# Task:
Copy out the listing that follows, exact in every word, and skip the images.

# Data shown:
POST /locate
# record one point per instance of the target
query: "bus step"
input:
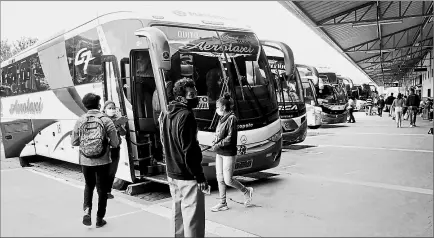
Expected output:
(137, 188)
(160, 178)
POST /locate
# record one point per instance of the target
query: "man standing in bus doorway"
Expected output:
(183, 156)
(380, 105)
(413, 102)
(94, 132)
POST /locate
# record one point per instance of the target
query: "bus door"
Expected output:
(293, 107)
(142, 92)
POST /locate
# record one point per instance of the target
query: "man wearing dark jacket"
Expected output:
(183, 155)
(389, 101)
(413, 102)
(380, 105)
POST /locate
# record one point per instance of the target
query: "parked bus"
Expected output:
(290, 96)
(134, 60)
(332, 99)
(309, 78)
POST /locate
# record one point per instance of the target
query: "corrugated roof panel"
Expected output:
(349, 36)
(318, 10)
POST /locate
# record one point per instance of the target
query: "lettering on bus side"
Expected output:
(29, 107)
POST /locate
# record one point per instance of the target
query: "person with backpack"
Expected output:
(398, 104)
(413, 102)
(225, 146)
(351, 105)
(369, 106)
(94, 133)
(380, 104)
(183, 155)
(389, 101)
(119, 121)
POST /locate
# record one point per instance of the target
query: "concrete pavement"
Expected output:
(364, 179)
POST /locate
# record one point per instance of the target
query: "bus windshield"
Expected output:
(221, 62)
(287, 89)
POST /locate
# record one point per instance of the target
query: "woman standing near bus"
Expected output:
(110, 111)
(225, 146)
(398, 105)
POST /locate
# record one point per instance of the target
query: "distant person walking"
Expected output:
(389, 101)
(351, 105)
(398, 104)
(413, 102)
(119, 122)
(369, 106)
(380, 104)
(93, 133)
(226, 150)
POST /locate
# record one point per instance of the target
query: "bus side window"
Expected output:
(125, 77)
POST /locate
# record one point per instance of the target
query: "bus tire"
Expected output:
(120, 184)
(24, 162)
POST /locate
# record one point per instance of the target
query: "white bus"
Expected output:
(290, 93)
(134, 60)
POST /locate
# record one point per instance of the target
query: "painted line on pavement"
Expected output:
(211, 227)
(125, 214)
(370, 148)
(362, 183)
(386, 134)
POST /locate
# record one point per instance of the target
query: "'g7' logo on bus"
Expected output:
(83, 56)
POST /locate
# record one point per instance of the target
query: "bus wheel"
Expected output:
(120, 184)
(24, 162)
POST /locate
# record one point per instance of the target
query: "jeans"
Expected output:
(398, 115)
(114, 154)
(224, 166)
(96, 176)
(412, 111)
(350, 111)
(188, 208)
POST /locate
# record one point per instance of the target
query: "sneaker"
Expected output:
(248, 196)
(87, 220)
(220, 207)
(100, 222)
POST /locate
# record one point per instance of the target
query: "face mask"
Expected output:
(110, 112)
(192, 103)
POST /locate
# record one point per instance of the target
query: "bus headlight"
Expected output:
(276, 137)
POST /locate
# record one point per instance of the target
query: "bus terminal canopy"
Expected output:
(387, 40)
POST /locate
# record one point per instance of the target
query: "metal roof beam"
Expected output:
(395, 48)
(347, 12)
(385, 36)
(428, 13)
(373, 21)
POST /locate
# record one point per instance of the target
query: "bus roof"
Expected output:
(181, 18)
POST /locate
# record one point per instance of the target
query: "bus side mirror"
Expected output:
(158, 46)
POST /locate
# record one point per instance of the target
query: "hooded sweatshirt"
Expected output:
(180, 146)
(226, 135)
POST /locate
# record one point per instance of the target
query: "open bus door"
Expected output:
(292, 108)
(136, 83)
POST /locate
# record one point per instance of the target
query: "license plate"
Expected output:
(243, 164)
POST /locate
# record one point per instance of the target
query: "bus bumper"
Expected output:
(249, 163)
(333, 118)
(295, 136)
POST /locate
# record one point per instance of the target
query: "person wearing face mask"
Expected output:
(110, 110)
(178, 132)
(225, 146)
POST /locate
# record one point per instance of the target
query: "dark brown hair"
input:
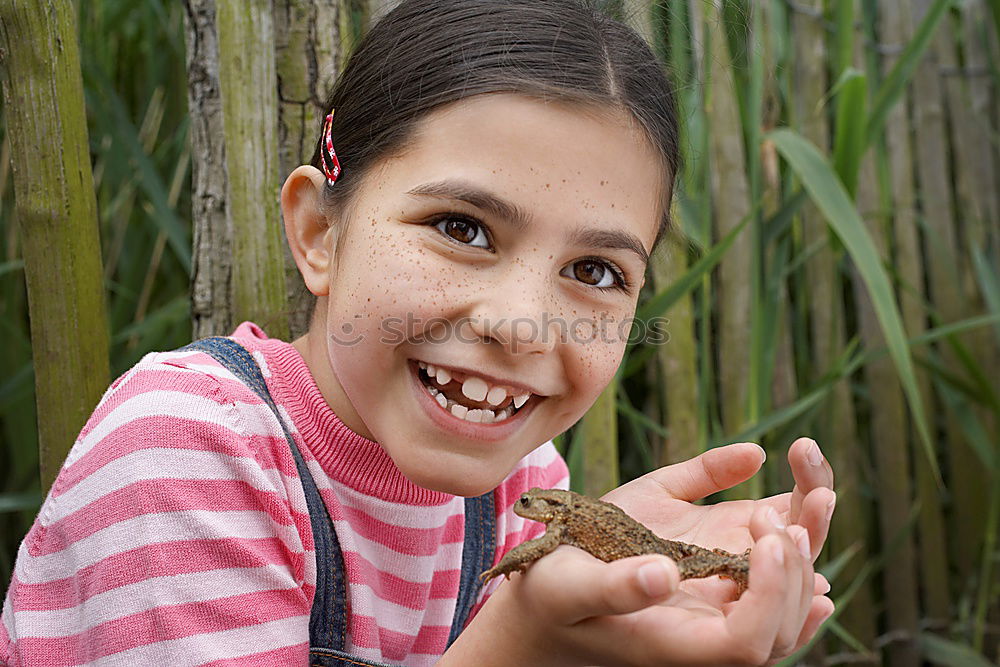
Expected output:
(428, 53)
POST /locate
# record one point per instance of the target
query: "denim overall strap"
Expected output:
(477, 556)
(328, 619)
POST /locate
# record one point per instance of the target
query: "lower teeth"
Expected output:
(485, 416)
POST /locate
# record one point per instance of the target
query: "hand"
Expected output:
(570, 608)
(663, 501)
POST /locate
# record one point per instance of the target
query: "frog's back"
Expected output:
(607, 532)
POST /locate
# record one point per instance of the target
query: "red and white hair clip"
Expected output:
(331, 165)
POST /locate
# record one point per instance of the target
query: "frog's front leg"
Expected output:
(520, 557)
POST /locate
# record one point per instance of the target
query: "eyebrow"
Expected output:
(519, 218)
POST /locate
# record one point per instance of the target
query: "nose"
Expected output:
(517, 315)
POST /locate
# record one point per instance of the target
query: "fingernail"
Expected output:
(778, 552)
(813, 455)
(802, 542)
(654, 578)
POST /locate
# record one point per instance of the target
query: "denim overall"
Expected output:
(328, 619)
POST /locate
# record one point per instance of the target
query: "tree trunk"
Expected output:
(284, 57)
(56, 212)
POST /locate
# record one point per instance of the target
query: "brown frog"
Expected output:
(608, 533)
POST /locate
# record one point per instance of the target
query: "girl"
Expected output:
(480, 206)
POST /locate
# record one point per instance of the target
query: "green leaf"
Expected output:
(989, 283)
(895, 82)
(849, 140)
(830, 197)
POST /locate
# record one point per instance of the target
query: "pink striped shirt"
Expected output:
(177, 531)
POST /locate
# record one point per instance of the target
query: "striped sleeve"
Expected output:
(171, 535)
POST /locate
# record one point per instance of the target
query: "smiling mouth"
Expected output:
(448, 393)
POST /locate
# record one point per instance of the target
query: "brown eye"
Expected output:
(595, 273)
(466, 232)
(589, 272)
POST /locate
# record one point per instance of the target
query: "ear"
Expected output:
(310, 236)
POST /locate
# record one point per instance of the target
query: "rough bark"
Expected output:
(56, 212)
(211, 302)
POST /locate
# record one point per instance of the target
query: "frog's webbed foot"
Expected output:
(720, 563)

# Expected answer:
POST /locate
# record one point per instance of the target
query: "bus step"
input:
Expected output:
(137, 188)
(160, 178)
POST /locate
# record one point per instance of the target
query: "man standing in bus doorway"
Expected output:
(183, 156)
(380, 105)
(413, 102)
(94, 132)
POST /locate
# record one point per instance of the target
query: "bus door"
Expected output:
(293, 107)
(142, 92)
POST /locate
# record one point per instance of the target
query: "man wearing dark jacket"
Expected output:
(183, 155)
(389, 101)
(413, 102)
(380, 105)
POST /locate
# record one point per instance of the target
query: "parked bus"
Expected output:
(290, 96)
(134, 60)
(332, 99)
(309, 78)
POST /locate
# record one point per instance of the target
query: "corrugated roof panel"
Expected output:
(349, 36)
(318, 10)
POST /locate
# record one point per instance of the target
query: "lettering on bus side"
Expected output:
(29, 107)
POST /locate
# record one point per instance of the target
query: "person with backpack"
Expected output:
(398, 104)
(413, 102)
(225, 146)
(351, 105)
(369, 106)
(94, 133)
(380, 104)
(183, 155)
(389, 101)
(119, 121)
POST /locate
# record one point per instance of the target
query: "concrete pavement"
Expected output:
(364, 179)
POST /locate
# record one point per instance of the target
query: "bus windshield"
Expected output:
(221, 62)
(287, 89)
POST /locate
# record one point per instance of the target
query: "woman standing near bus"
Expected output:
(110, 111)
(225, 146)
(398, 105)
POST /locate
# record one point per instance of the target
query: "distant person walking"
Expected output:
(389, 101)
(351, 105)
(398, 104)
(413, 102)
(119, 122)
(369, 106)
(380, 104)
(93, 133)
(226, 150)
POST /locate
# record one point per instance of the target
query: "bus side window"
Expected output:
(125, 77)
POST /locate
# record one point per instance of the target
query: "bus tire"
Expected output:
(120, 184)
(24, 162)
POST /locate
# record one point per instance of the target
query: "white bus"
Expected output:
(290, 93)
(134, 60)
POST /locate
# record one point per instance of the target
query: "painted line on pavement"
Expected output:
(211, 227)
(125, 214)
(370, 148)
(362, 183)
(386, 134)
POST /locate
# record one point per instance of the target
query: "'g7' logo on bus"
Expected output:
(83, 56)
POST /locate
# record one point per instance of the target
query: "bus wheel"
Expected output:
(120, 184)
(24, 162)
POST /locate
# record one point per instance of the target
query: "jeans"
Expected output:
(398, 115)
(114, 154)
(224, 166)
(96, 176)
(412, 111)
(350, 111)
(188, 208)
POST /locate
# record one point per instance of the target
query: "sneaker"
Expected output:
(248, 196)
(87, 220)
(220, 207)
(100, 222)
POST /locate
# record one point per instance of the target
query: "face mask"
Expected output:
(110, 112)
(192, 103)
POST /locate
# record one point per instance of the target
query: "bus headlight"
Expected output:
(276, 137)
POST /locate
# record one point per instance of the target
query: "bus terminal canopy"
Expected output:
(387, 40)
POST /locate
# record one point per instance of the target
query: "metal roof beam"
Expected output:
(395, 48)
(347, 12)
(385, 36)
(428, 13)
(373, 21)
POST /locate
# record one point per instance of the target
query: "bus roof"
Expected output:
(181, 18)
POST /locate
# record one point per instance of the target
query: "bus side mirror"
Expected output:
(158, 46)
POST /locate
# record one point per instance of the target
query: "hooded sweatshirt"
Expected output:
(180, 146)
(226, 135)
POST /locate
# record one point per instance of the target
query: "open bus door"
Expected output:
(292, 108)
(136, 83)
POST /locate
# record one point per instance of the target
query: "license plate"
Expected output:
(243, 164)
POST /locate
# record one point per instance of the target
query: "bus bumper"
Expected output:
(249, 163)
(333, 118)
(295, 136)
POST /locate
# record one point per instance of the target
query: "person wearing face mask"
Expected output:
(110, 110)
(178, 132)
(225, 146)
POST /locate
# record one point per instance of the target
query: "dark brown hair"
input:
Expected output:
(428, 53)
POST /locate
# record one point per instance of the target
query: "denim overall strap"
Expected output:
(477, 556)
(328, 619)
POST /locate
# record one point per instance of the target
query: "lower teeth"
Expected output:
(485, 416)
POST /locate
# record one point per instance of the target
query: "hand"
Expected output:
(570, 608)
(663, 501)
POST /locate
# record one point per instance of the target
query: "frog's back"
Expected output:
(607, 532)
POST /locate
# record one point per instance of the target
query: "red and white hair clip"
Expected output:
(331, 165)
POST /locate
# record one point per instance of the target
query: "frog's front leg"
Expected output:
(520, 557)
POST /locate
# record one point per instance of the target
query: "eyebrow"
Expected output:
(519, 218)
POST /locate
# record one point per instance of the target
query: "nose"
Expected output:
(517, 315)
POST /locate
# record one point per instance of the target
query: "fingernail"
Expected output:
(778, 552)
(813, 455)
(802, 542)
(654, 578)
POST /locate
# record one point per instance of the target
query: "denim overall"
Expected output:
(328, 619)
POST /locate
# record one point per instance of the target
query: "tree trunk"
Expected output:
(284, 57)
(56, 212)
POST /locate
# record one point per instance of the target
query: "brown frog"
Expected output:
(608, 533)
POST /locate
# record one point per instance of the target
query: "girl"
Expected output:
(480, 206)
POST /locate
# record one point per instance of the target
query: "green leaf"
Expected output:
(989, 283)
(895, 82)
(849, 140)
(830, 197)
POST /locate
# record one point per instance of the target
query: "pink striped shirt"
Expected output:
(177, 531)
POST /locate
# record one point per instance of the target
query: "striped sleeve"
Expected output:
(171, 535)
POST /locate
# record one point per instance of the target
query: "smiling mouth"
Expected output:
(448, 393)
POST /locate
# record one point per instance of the target
query: "brown eye"
Expected output:
(595, 273)
(466, 232)
(589, 272)
POST /locate
# record one point per instance of the target
query: "ear"
Expected output:
(310, 236)
POST /locate
# record one point per instance of the target
query: "rough bark"
Expected output:
(56, 212)
(211, 302)
POST /locate
# record one point per instance of the target
query: "frog's webbed foot"
Expected output:
(720, 563)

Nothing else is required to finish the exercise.